### Extracted data ###
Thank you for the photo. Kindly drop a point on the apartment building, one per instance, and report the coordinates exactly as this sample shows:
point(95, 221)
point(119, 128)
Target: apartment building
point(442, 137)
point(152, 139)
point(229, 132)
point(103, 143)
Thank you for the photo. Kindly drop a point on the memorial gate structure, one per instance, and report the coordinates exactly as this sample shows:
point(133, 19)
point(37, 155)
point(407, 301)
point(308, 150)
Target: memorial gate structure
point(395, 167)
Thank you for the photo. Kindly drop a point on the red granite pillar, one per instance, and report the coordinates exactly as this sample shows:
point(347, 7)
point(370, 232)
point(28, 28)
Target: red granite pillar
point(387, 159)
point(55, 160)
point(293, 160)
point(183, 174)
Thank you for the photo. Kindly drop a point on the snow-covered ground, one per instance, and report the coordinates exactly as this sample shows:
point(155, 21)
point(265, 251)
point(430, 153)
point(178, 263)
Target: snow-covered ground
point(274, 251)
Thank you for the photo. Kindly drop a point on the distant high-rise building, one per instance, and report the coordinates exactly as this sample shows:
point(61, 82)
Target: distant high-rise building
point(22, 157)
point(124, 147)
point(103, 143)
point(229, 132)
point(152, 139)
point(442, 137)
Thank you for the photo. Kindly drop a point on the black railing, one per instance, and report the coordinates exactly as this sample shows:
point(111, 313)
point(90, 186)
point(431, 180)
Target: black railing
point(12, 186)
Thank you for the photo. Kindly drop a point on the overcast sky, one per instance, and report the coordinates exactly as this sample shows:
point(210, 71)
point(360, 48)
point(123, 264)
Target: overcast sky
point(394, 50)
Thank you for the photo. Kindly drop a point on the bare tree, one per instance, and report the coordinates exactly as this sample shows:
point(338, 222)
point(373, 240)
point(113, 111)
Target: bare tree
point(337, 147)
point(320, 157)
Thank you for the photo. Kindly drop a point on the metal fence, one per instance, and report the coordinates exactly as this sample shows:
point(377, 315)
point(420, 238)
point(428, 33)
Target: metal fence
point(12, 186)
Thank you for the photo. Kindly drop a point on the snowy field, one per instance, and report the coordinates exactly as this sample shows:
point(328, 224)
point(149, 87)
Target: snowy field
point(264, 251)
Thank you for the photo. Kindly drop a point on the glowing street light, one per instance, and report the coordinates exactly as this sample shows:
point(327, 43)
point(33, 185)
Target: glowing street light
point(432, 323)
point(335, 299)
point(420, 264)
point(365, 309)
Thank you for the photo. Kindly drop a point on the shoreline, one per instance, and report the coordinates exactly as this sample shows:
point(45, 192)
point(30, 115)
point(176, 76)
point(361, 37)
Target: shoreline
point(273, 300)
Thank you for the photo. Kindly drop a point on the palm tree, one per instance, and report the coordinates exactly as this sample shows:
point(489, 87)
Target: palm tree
###
Direction.
Rewrite everything from the line containing "on the glowing" down through the end of the entries, swapping "Kindly" for "Please" and leaving all else unchanged.

Written reply.
Thank you for the photo. Please drop a point on the glowing street light, one per instance, and report the coordinates exactly as this sample shows:
point(327, 43)
point(33, 185)
Target: glowing street light
point(432, 323)
point(335, 299)
point(420, 264)
point(365, 309)
Thank you for the photo. Please drop a point on the shoreline, one per instance, and report the coordinates exactly as this sample shows:
point(45, 192)
point(30, 115)
point(176, 76)
point(361, 37)
Target: shoreline
point(273, 300)
Thank you for the photo. Please drop a point on the palm tree, one per instance, and report the coordinates exactly as this sample shows:
point(489, 87)
Target: palm tree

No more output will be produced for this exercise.